# Short problem
Output each line of the material exactly as it stands.

[Object point labels]
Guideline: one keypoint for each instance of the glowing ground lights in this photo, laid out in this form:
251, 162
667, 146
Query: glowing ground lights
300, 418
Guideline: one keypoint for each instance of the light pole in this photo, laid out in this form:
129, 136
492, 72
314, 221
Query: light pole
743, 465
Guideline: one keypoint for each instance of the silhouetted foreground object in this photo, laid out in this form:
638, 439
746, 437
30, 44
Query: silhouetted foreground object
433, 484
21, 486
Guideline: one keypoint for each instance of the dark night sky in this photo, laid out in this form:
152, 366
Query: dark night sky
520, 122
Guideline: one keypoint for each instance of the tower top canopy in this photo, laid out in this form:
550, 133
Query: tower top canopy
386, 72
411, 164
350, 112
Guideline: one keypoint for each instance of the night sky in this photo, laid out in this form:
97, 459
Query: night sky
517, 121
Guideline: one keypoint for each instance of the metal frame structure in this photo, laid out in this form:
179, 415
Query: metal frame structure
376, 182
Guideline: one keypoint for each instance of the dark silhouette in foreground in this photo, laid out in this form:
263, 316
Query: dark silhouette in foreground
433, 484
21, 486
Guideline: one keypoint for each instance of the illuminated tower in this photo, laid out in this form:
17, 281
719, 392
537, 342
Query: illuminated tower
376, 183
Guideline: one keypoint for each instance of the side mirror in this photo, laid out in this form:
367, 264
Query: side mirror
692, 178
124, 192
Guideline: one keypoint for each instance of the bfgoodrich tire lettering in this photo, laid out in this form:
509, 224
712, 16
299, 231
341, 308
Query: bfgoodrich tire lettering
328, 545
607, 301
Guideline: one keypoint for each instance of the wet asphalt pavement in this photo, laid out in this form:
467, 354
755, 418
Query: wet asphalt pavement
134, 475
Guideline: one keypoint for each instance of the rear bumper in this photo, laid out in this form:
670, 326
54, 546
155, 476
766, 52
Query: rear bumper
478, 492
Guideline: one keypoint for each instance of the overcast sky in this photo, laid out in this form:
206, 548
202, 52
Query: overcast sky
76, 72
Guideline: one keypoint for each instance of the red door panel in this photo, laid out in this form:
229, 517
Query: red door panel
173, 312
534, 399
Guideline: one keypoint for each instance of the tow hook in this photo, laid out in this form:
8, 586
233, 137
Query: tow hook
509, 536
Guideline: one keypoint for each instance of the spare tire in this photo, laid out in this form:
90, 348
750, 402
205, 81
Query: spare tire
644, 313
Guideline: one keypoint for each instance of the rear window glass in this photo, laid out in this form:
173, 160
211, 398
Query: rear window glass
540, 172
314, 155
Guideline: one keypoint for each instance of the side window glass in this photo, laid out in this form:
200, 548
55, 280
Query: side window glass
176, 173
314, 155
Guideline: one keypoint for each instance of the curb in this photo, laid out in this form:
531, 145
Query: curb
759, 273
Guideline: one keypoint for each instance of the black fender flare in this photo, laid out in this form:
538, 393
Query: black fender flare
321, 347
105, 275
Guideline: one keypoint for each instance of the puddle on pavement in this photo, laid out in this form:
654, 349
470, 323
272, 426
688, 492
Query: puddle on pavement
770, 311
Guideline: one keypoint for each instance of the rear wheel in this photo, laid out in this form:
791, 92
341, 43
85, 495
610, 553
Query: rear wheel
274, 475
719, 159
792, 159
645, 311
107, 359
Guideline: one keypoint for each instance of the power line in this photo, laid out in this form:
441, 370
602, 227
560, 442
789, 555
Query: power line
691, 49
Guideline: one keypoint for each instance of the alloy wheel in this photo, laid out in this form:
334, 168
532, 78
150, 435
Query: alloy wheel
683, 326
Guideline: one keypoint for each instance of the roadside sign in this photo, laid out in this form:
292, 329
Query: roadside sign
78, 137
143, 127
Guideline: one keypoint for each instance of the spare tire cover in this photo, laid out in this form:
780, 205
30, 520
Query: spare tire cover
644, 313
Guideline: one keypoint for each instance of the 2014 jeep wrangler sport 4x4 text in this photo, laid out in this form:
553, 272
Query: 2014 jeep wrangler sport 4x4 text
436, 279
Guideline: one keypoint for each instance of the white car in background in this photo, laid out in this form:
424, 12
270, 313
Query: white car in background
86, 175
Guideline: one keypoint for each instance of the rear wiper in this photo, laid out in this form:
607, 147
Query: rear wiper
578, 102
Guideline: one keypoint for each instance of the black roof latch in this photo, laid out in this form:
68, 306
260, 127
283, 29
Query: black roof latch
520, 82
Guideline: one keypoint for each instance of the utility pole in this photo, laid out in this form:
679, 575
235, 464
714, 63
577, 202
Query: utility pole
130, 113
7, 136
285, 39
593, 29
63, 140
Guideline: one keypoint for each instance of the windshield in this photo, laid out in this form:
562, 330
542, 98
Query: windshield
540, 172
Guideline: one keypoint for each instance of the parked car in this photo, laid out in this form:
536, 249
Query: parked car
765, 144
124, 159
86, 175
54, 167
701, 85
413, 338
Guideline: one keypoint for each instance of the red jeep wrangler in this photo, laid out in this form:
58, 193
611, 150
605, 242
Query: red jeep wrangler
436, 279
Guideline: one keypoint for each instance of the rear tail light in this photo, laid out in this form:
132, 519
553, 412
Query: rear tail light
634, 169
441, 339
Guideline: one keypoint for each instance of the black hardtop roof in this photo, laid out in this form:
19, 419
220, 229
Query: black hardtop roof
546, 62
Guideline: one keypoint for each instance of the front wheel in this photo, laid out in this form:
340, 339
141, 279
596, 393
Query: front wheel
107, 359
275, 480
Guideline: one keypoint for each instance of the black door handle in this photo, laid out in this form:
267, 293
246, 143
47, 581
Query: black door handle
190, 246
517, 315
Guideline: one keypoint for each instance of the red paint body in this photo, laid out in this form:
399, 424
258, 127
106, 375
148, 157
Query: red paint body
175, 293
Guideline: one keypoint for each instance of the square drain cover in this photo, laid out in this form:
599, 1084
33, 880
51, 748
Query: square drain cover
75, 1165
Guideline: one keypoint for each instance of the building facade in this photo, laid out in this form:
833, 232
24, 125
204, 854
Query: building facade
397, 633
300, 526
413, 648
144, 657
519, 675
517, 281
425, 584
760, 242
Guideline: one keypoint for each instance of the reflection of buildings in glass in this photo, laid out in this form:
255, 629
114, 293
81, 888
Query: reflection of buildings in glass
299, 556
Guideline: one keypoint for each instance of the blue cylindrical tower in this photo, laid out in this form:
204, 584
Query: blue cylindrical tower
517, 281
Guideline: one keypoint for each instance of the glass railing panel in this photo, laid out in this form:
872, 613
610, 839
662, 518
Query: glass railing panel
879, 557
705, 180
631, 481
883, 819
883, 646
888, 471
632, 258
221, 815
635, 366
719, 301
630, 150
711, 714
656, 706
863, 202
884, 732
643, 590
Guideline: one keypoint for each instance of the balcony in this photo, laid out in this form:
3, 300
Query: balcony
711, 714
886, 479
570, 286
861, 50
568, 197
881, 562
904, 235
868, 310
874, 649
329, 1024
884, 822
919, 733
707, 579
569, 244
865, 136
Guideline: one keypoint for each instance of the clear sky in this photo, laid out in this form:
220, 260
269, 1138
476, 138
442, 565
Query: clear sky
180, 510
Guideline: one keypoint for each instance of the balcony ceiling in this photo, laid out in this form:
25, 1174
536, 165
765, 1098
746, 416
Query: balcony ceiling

# Result
Guideline: one keypoint for each instance of the glowing ground lights in this photo, laid out in this form:
251, 162
667, 146
Query: glowing ground lights
300, 418
Guideline: one keypoint for each instance of the light pole in this photo, laid out in this form:
129, 136
492, 72
314, 221
Query: light pole
743, 465
Guideline: one keypoint for each instance of the silhouetted foreground object in this photo, laid out in this form:
638, 439
746, 437
30, 44
Query: silhouetted foreground object
433, 484
21, 486
Guideline: one keypoint for each instance of the dark night sky in this photo, laid out in this form:
152, 366
Query: dark night sky
520, 122
Guideline: one keypoint for each instance of the tower top canopy in this photo, laid out in this form:
550, 133
Query: tower top canopy
386, 72
411, 164
350, 112
Guideline: one keypoint for each instance of the night sky in this photo, laid out in this form:
97, 459
Query: night sky
517, 121
Guideline: one keypoint for each instance of the metal frame structure in this photo, laid out in this form:
179, 415
Query: metal frame structure
376, 182
Guideline: one keypoint for each instance of the dark silhouette in foreground in this photo, laid out in this form:
263, 316
Query: dark silhouette in foreground
433, 484
21, 486
Guideline: one keypoint for each instance of the illuminated tower in this photo, laid out in this form:
17, 281
719, 392
537, 342
Query: illuminated tower
376, 183
Guideline: one keypoint for each instance of the side mirror in this photo, laid out in this form:
367, 264
Query: side mirror
692, 178
124, 192
Guideline: one keypoint for each instance of the bfgoodrich tire lettering in this photo, laid out in this form:
509, 224
712, 16
299, 231
341, 308
Query: bfgoodrich tire lettering
328, 545
607, 301
Guideline: one keypoint for each instance of the wet asphalt pavement in this photo, laid out in this form:
467, 354
755, 418
Query: wet asphalt pavement
134, 475
Guideline: one keypoint for each instance of the rear bumper in this photo, laid out in this form:
670, 326
54, 546
155, 476
766, 52
Query: rear bumper
478, 492
Guideline: one keypoint for each instance of the overcast sky in this photo, laid out in this form:
206, 548
202, 52
Query: overcast sky
76, 72
Guideline: one keypoint for each instance of the red door panel in this photo, laid out in this form:
229, 517
Query: red door panel
173, 312
534, 399
Guideline: one keypoint for each instance of the tow hook in this photo, laid out in this form:
8, 586
233, 137
Query: tow hook
509, 536
Guideline: one keypoint for each instance of the spare tire in this photo, laid out in this form:
90, 348
750, 402
205, 81
Query: spare tire
644, 313
Guideline: one keypoint for each instance of the rear window glass in this photo, laid out in this form:
173, 160
211, 398
Query: rear window glass
540, 172
314, 155
Guideline: one keypoint for each instance of the side window glass in this photo, laid out in this form:
200, 548
55, 280
Query: side window glass
176, 173
314, 155
Guideline: one keypoint for each instance of the curb in this photo, laid out in this form:
531, 145
Query: curb
759, 273
Guideline: one keypoint for each instance of the black fender flare in this photo, laid out in this form:
538, 393
Query: black fender flare
321, 347
105, 275
Guideline: one keypoint for each instance of the puddle on pavement in this photo, laid out in this form:
654, 349
470, 323
272, 426
688, 492
Query: puddle on pavement
770, 311
Guideline: one keypoint for each instance of the rear wheel in this photo, laid out in this form:
791, 92
341, 43
85, 495
610, 553
Query: rear wheel
274, 475
719, 159
792, 159
645, 311
107, 359
Guideline: one keypoint for each instance of the power line in this photo, laid out in this form:
441, 370
602, 227
560, 442
789, 555
Query: power line
691, 49
Guideline: one keypoint for each instance of the alloy wheel in this photo, laid out in this form:
334, 168
532, 78
150, 435
Query: alloy wheel
683, 326
Guideline: one keypoint for each instance of the roadside sign in this photo, laid out in this form:
292, 329
Query: roadside sign
78, 137
143, 127
Guideline: one keypoint for each instance of the spare tire cover in this photo, laid out in this form:
780, 205
30, 520
Query: spare tire cover
644, 313
Guideline: one keypoint for each instance of the 2014 jeep wrangler sport 4x4 text in this photo, laid out in this form:
553, 272
Query: 2014 jeep wrangler sport 4x4 text
436, 279
Guideline: one keypoint for each instance of the white car in background in this photo, laid out in this form:
424, 12
270, 313
Query: white car in background
86, 175
Guideline: one keypoint for each instance of the rear wiper in this photo, laid out in this form:
607, 147
Query: rear wiper
578, 102
Guideline: one keypoint for each instance of the black roof latch in this photo, laid out in this form:
68, 306
260, 127
283, 29
Query: black roof latch
520, 82
Guideline: one keypoint for each instance of the utility pole in this photo, laid out in this form:
679, 575
235, 464
714, 63
577, 202
Query: utility pole
130, 113
7, 136
285, 39
593, 29
63, 140
Guideline: one keypoint for each instance of the windshield in this photo, laid out in this form:
562, 330
542, 98
Query: windshield
540, 172
Guideline: one keypoint for each instance of the parked car in this photo, laid out in this form:
536, 249
Query: parked car
765, 144
124, 159
86, 175
54, 167
701, 85
413, 338
Guideline: one keypoint for each instance of the red jeep wrangler in this photo, laid out in this form:
58, 193
611, 150
605, 242
Query: red jeep wrangler
436, 279
Guideline: one keypoint for each instance of the rear tail light in this photo, laid out in this form:
132, 519
553, 412
Query: rear tail light
634, 169
441, 339
Guideline: one keypoint for each instance of the black hardtop roof in this photo, laid out in this form:
19, 419
220, 229
Query: black hardtop roof
546, 62
Guideline: one keypoint for each instance of the front wheel in this photo, laid out in this form:
340, 339
141, 279
596, 393
Query: front wheel
107, 359
275, 480
Guideline: one keypoint for each instance of the black door handle in this photo, laid out in this form:
267, 293
246, 143
47, 581
Query: black door handle
190, 246
517, 315
Guideline: one keypoint for each instance of the red paint body in this photo, laid out in this form:
399, 424
258, 127
106, 375
148, 157
Query: red paint body
175, 293
Guideline: one keypoint for each instance of the square drain cover in this photo, laid out in this form:
599, 1084
33, 880
51, 748
Query: square drain cover
75, 1165
Guideline: one keypoint for each instance of the building facade in this photo, laid out in this form:
833, 232
24, 125
204, 854
Query: building facade
397, 633
300, 526
413, 648
144, 657
519, 675
517, 281
425, 584
760, 242
Guideline: one keypoint for each instance of the reflection of buildings in glass in this photo, laid out in this form:
255, 629
114, 293
81, 888
Query: reflection of buildings in glass
299, 556
Guideline: one keypoint for each instance of the blue cylindrical tower in this photo, laid out in this form:
204, 584
Query: blue cylindrical tower
517, 281
Guideline: one keypoint for each instance of the glass railing panel in this photo, laid out in this form:
872, 613
610, 839
662, 518
Query: glass railing panel
879, 557
705, 180
631, 481
883, 819
883, 646
888, 471
632, 258
221, 815
635, 366
719, 301
630, 150
711, 714
656, 706
863, 202
884, 732
643, 590
Guideline: one keypoint for each instance of the balcony in this photo, laid out in this form:
3, 300
Query: balcony
711, 714
886, 479
570, 286
861, 50
568, 197
881, 562
904, 235
868, 310
874, 649
329, 1024
884, 822
919, 733
707, 579
569, 244
865, 136
Guideline: one keypoint for each instance of the clear sky in this photo, laid out in this form:
220, 260
269, 1138
476, 138
442, 565
Query: clear sky
180, 510
Guideline: one keypoint for each instance of the balcony ceiling in this photo, laid out in this form:
25, 1174
536, 165
765, 1098
746, 416
Query: balcony ceiling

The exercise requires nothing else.